■ **EXERCISE REQUIREMENTS**
Count the lines in the listing that follows that contain the string "below". Case must match, and your reply should be only that number.

■ **GIVEN DATA**
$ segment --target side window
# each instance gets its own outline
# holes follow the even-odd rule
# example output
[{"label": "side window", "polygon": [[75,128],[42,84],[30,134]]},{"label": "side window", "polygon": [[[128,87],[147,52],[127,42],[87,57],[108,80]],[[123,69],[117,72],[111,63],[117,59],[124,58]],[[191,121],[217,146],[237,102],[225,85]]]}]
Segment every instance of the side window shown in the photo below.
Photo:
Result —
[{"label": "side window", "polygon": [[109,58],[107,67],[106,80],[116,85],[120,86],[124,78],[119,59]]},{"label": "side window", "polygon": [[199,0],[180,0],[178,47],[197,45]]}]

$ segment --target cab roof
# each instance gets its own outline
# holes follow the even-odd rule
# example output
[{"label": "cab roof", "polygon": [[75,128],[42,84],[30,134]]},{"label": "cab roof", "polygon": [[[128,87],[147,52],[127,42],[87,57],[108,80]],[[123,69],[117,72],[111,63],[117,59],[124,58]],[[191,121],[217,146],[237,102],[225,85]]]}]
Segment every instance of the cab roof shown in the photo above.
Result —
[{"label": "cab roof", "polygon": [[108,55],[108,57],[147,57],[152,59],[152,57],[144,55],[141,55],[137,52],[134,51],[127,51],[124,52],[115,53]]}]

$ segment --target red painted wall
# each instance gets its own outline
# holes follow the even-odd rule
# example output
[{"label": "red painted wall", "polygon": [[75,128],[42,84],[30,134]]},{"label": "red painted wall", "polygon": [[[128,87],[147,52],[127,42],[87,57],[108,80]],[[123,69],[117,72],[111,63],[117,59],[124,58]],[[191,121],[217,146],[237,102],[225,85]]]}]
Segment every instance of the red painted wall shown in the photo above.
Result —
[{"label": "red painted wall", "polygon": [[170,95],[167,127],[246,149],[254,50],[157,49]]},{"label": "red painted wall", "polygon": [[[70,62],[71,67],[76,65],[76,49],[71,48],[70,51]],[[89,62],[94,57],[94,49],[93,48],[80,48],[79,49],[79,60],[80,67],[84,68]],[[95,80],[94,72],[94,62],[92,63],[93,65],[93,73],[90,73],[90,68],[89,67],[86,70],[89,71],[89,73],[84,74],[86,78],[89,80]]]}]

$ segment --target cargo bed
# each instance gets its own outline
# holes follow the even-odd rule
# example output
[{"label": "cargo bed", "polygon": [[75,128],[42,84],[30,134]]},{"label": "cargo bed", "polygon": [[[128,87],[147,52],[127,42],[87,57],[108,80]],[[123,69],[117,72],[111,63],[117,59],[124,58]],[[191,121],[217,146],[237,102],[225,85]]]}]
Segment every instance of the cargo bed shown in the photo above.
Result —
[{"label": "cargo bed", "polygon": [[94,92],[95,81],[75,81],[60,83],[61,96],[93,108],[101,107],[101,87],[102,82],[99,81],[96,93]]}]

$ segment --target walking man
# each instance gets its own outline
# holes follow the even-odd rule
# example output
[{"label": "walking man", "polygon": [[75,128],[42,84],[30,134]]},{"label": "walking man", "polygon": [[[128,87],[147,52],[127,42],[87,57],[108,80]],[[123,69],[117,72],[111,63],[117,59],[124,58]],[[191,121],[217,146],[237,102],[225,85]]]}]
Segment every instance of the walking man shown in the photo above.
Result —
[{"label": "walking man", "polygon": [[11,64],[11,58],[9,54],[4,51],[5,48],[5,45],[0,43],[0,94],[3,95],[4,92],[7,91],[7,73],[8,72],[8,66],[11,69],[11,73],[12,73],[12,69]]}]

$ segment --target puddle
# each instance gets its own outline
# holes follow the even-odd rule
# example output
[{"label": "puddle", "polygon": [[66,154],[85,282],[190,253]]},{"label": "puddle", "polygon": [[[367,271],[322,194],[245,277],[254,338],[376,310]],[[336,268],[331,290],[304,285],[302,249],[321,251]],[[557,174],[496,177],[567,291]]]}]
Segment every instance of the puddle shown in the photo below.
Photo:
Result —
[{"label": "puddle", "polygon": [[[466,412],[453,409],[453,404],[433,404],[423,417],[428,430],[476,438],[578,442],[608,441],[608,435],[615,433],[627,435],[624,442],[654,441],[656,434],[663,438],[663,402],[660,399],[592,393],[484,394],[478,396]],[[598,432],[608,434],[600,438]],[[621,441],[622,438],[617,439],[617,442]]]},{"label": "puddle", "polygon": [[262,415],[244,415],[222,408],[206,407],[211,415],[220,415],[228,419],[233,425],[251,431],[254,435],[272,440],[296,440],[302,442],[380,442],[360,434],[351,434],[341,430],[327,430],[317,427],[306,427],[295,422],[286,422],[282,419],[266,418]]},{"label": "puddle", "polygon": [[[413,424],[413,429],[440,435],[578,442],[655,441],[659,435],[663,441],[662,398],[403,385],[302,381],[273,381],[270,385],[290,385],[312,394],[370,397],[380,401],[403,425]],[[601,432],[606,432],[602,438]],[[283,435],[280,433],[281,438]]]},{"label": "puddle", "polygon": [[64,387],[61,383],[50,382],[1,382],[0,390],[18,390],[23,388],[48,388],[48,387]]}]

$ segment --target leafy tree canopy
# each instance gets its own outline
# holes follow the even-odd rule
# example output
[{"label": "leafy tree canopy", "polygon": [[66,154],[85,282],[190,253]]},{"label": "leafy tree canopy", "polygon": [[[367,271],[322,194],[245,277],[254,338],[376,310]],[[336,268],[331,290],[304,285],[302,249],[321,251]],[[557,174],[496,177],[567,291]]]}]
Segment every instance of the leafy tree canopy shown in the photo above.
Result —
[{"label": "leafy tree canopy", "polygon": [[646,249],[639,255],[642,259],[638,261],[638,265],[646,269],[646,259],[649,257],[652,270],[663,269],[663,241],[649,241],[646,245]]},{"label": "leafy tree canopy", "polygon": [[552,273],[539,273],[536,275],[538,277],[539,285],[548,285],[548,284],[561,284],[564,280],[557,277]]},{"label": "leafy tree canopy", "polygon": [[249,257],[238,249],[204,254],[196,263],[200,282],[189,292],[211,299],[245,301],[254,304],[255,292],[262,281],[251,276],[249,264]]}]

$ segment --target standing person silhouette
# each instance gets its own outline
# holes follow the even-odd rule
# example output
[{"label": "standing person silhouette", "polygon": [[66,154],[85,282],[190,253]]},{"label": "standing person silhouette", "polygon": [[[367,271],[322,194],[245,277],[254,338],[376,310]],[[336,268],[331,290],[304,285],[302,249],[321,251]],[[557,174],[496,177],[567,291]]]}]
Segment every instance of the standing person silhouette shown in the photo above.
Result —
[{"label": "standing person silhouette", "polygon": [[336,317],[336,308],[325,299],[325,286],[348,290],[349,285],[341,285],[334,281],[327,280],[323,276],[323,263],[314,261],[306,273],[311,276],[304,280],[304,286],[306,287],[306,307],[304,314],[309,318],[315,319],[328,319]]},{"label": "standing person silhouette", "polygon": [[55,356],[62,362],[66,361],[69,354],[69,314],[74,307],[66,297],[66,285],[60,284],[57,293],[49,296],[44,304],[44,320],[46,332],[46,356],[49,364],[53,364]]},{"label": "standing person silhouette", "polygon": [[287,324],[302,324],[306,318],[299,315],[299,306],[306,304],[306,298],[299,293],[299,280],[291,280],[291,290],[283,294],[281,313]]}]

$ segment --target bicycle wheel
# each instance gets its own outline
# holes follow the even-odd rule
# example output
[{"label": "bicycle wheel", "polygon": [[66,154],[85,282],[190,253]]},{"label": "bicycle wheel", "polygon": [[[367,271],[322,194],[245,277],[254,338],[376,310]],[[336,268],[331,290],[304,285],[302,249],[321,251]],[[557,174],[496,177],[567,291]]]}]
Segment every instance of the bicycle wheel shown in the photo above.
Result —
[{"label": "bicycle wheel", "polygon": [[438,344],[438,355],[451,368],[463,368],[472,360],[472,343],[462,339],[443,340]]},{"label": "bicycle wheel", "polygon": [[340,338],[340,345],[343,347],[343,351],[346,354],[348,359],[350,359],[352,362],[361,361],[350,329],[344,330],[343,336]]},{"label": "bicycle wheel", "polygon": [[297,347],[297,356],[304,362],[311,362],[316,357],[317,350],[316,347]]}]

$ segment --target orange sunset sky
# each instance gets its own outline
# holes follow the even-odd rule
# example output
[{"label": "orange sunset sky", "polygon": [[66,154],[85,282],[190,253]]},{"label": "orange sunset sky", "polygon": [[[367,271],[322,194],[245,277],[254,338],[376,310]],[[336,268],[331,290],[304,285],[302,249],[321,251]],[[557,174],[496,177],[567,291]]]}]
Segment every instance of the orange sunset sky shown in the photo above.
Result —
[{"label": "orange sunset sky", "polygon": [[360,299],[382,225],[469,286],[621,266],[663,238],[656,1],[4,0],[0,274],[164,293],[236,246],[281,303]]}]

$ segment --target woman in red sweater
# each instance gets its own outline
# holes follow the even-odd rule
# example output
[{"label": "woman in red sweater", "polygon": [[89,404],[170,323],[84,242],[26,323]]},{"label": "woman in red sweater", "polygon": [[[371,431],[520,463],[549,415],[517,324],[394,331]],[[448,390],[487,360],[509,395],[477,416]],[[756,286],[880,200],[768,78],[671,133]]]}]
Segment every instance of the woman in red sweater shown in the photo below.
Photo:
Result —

■ **EXERCISE RESULT**
3